[Entries from a dataset]

=-=-=

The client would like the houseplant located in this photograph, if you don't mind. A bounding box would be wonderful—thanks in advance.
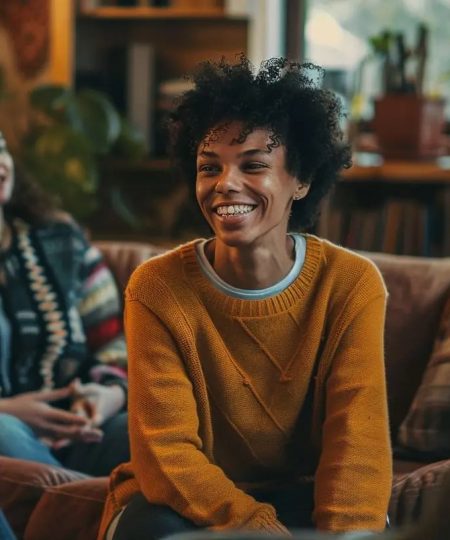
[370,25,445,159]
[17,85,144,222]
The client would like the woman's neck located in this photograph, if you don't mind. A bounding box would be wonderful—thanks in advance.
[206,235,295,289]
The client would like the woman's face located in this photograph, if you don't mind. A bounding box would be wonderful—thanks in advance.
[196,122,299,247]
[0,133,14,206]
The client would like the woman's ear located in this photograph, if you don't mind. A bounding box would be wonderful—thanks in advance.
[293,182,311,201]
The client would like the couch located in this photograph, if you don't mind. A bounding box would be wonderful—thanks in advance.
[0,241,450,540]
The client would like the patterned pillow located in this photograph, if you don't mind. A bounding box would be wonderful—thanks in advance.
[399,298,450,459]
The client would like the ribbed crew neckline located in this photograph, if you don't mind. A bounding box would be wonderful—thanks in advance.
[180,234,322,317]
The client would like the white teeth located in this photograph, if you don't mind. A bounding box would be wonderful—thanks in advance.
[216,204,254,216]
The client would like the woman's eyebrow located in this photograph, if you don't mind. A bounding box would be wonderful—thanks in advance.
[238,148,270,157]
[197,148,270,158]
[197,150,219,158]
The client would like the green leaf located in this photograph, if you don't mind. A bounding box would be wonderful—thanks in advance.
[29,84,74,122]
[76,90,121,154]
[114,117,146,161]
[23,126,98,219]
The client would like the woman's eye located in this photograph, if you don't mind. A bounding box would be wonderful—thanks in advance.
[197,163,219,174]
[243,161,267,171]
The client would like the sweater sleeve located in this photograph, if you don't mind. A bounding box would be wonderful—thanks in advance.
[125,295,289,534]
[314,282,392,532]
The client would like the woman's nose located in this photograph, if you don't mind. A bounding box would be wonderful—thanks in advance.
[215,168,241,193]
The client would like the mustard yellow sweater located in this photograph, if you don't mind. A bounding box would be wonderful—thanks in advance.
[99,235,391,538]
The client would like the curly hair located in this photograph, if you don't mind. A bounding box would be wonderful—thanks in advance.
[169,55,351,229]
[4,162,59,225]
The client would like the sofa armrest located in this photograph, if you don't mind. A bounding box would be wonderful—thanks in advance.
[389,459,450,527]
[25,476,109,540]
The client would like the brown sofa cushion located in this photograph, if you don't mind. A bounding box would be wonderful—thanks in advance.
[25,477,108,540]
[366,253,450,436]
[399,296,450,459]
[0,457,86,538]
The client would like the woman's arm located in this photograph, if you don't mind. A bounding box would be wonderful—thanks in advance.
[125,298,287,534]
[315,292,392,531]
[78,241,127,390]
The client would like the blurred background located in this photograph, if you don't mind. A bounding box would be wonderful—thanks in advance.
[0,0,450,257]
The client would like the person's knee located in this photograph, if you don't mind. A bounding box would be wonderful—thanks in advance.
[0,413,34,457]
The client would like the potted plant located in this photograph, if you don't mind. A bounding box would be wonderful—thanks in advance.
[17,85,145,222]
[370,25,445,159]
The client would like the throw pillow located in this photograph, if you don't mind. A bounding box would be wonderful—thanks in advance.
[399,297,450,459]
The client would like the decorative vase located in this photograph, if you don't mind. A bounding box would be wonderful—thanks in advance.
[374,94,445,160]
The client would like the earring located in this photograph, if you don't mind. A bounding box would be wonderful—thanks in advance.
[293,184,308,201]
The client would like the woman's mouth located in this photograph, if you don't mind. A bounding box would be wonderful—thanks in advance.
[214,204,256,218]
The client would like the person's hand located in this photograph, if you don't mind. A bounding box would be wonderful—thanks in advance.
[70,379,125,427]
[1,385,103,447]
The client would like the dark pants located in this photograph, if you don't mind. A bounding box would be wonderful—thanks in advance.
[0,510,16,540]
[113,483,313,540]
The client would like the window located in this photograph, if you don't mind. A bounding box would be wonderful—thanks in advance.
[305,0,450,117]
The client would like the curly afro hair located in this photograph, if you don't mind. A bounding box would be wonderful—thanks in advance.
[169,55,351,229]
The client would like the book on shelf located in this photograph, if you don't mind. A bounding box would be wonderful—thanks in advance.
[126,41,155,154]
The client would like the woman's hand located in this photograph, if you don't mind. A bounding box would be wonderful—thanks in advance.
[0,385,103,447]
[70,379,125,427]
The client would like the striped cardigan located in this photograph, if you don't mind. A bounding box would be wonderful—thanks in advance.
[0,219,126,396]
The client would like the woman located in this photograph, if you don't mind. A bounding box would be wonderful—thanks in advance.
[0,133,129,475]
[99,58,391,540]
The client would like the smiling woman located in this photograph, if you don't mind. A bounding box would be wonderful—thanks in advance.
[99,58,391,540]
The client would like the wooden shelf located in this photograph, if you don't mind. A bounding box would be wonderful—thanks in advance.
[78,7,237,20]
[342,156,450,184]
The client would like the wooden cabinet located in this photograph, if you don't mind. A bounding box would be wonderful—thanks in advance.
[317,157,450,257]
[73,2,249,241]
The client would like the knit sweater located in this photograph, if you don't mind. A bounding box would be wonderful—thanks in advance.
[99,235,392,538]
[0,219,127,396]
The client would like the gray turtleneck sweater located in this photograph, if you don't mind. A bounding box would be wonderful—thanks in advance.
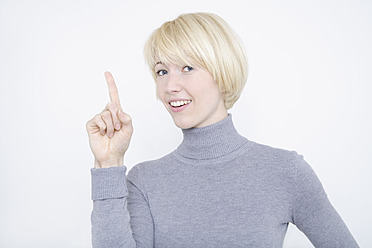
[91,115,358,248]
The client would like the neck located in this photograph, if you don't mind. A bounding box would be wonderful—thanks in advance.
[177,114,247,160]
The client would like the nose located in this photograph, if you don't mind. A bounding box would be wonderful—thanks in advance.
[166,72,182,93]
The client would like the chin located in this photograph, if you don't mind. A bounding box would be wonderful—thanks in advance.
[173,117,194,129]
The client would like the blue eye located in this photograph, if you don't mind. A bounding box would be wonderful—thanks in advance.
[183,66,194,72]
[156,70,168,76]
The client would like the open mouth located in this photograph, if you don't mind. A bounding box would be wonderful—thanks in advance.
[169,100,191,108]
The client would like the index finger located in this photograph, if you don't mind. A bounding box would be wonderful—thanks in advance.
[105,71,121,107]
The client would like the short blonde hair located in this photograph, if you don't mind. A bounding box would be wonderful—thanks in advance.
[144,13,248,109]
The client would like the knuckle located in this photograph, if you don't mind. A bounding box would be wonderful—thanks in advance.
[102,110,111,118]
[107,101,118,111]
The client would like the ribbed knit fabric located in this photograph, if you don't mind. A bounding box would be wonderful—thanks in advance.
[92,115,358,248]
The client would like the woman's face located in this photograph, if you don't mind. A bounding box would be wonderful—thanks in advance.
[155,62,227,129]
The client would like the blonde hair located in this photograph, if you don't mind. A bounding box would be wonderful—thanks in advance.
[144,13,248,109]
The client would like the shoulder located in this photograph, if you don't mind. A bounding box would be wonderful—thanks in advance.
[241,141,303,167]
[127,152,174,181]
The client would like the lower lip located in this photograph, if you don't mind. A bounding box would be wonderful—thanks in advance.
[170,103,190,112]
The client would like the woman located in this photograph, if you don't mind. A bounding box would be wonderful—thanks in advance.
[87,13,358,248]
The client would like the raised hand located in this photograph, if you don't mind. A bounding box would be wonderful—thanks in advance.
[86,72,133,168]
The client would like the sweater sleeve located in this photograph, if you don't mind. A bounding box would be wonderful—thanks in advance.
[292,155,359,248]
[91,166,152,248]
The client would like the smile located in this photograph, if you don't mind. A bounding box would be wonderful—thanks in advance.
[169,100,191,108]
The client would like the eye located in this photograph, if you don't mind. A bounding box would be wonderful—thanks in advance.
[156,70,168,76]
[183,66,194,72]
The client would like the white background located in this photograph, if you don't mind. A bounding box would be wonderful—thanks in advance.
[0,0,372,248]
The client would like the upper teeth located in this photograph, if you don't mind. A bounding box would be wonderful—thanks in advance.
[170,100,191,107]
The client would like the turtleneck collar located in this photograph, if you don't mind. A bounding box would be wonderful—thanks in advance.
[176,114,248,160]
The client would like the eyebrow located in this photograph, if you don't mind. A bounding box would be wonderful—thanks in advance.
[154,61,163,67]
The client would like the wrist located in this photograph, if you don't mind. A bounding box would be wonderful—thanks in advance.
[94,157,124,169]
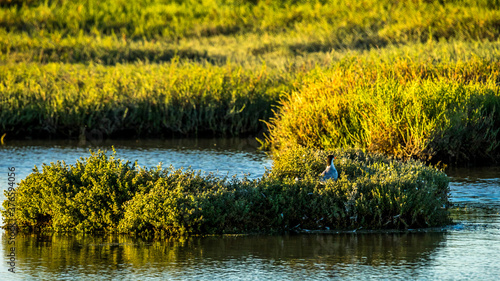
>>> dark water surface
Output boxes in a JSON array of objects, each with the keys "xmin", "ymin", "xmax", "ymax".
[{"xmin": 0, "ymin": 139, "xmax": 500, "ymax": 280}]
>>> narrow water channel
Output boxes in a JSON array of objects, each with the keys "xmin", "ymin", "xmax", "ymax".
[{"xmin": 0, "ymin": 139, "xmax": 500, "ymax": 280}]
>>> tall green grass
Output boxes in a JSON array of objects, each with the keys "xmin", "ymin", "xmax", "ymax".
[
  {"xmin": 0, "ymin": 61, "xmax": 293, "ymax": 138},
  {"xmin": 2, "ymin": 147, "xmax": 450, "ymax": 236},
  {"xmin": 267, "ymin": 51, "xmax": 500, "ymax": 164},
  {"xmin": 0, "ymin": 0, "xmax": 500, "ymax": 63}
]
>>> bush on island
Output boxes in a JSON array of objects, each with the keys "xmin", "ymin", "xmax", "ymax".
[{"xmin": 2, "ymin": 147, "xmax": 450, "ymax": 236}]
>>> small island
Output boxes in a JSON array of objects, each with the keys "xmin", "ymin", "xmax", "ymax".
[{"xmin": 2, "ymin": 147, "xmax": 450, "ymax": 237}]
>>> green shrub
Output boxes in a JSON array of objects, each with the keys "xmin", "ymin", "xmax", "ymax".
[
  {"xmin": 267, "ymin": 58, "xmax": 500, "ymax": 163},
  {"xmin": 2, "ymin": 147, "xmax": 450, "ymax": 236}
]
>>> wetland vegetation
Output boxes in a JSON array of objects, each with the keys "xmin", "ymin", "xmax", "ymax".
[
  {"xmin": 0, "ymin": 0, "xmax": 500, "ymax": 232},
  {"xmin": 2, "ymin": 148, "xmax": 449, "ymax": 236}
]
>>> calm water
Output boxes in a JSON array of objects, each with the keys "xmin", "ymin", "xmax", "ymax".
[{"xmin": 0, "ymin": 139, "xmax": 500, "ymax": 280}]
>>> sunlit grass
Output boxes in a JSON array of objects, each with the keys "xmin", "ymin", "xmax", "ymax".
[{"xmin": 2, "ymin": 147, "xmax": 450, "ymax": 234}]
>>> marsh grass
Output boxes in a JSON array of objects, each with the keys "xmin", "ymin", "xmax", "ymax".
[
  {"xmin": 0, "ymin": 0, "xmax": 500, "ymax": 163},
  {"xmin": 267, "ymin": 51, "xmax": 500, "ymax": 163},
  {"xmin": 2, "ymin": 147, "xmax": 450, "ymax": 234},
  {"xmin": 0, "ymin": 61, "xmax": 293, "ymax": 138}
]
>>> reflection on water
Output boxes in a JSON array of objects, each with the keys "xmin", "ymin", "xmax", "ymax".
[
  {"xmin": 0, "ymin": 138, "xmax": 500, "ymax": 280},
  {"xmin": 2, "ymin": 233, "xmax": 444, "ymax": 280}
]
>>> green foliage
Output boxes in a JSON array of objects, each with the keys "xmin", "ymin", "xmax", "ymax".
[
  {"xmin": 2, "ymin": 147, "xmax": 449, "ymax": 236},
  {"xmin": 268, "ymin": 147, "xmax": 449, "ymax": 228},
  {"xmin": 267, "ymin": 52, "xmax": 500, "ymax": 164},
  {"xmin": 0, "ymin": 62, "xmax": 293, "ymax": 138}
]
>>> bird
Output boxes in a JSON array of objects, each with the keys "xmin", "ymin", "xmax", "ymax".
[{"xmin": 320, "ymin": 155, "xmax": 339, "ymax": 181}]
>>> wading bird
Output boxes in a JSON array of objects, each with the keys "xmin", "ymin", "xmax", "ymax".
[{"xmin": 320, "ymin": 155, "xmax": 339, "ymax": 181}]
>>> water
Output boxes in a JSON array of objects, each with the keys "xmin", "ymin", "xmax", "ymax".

=-=-=

- WHAT TO DO
Copy out the stretch of the material above from the line containing "The client would like the woman's hand" through the line containing "[0,219,126,396]", and reproduce every line without any change.

- SOLUTION TO THE EXERCISE
The client would like the woman's hand located in this photograph, if you don't mind. A bounding box would be wonderful—thanks in advance.
[0,385,103,447]
[70,379,125,427]
The client would like the striped cardigan located in this photograph, if you don't mind. A bounding box would be wonderful—thanks in advance.
[0,219,126,396]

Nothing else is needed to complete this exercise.